> What is asked
Set out every line of the material below as a numbered list, omitting any blank lines.

> Records for processing
┏━━

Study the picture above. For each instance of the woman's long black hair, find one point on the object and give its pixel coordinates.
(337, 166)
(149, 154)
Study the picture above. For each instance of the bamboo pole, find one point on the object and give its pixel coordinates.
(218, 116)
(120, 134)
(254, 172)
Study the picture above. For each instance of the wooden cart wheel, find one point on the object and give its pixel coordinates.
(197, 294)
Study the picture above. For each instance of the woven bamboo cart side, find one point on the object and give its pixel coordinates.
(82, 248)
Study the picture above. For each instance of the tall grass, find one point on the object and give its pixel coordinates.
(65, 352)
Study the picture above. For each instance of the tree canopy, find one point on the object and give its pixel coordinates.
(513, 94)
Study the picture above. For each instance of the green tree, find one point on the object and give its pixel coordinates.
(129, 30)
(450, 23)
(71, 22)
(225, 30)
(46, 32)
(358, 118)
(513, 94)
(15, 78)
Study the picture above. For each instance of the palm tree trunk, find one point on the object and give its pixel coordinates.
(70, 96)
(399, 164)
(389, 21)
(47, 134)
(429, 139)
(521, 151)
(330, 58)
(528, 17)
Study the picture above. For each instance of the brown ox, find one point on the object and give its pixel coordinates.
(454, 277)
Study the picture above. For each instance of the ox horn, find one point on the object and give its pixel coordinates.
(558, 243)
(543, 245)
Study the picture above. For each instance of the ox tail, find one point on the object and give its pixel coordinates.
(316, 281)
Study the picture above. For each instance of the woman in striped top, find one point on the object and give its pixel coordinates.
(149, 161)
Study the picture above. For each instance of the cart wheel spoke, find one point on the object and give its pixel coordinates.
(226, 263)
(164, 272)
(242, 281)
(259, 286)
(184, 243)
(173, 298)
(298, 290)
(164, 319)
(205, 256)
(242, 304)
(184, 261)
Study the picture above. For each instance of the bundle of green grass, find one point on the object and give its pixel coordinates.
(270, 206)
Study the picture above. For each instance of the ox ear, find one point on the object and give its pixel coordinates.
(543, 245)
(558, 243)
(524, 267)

┗━━

> Result of this task
1. Study the picture above. For each instance of the woman's long black hair, find one point on the object and give its pixel coordinates.
2. (337, 166)
3. (149, 154)
4. Study the picture above. For each instance of the bamboo pole, find one point on the object and give its pixel coordinates.
5. (218, 116)
6. (120, 134)
7. (254, 172)
8. Study the picture above. For each instance of the wooden cart wheel, find one point on the object and give its pixel coordinates.
9. (197, 294)
10. Study the picture above. For each instance of the woven bamboo cart side, find one point on the object and give its pixel coordinates.
11. (82, 248)
12. Study the picture above. For each instance of the tall grass, find one point on the object and give its pixel coordinates.
13. (65, 352)
14. Study the picture above. For each instance of the tree canopy, find one point on the object and give its pixel coordinates.
15. (513, 94)
16. Study the picture above. For each instance of the green tree, find one point on the object and give its pixel coordinates.
17. (129, 30)
18. (450, 23)
19. (71, 22)
20. (225, 30)
21. (46, 32)
22. (358, 118)
23. (513, 94)
24. (15, 78)
25. Study the picture above. For each instance of the palm tree trunk, find one point on the object and give its pixel coordinates.
26. (70, 96)
27. (399, 164)
28. (389, 21)
29. (47, 134)
30. (429, 139)
31. (521, 151)
32. (330, 58)
33. (528, 17)
34. Study the picture above. For each instance of the brown ox, find one point on the object and give its pixel coordinates.
35. (454, 277)
36. Study the picture above. For each instance of the ox horn, find one point on the object and give its pixel coordinates.
37. (558, 243)
38. (543, 245)
39. Study the picture above. For each instance of the ox tail, find one point on the object and give its pixel coordinates.
40. (316, 281)
41. Study the picture above. For each instance of the woman in striped top, find one point on the object and give its pixel coordinates.
42. (149, 161)
43. Study the picture above. For each instance of the cart wheel spoke, find one point on the object and give its pixel coordinates.
44. (226, 263)
45. (164, 272)
46. (242, 281)
47. (259, 286)
48. (184, 243)
49. (173, 298)
50. (298, 290)
51. (164, 319)
52. (205, 256)
53. (242, 304)
54. (184, 261)
55. Study the picture above. For each instance of the bundle of green grass, find one point on the object and give its pixel coordinates.
56. (270, 206)
57. Study the picture above. For each instance of the ox ear, find one point on the object and give its pixel coordinates.
58. (543, 245)
59. (558, 243)
60. (524, 267)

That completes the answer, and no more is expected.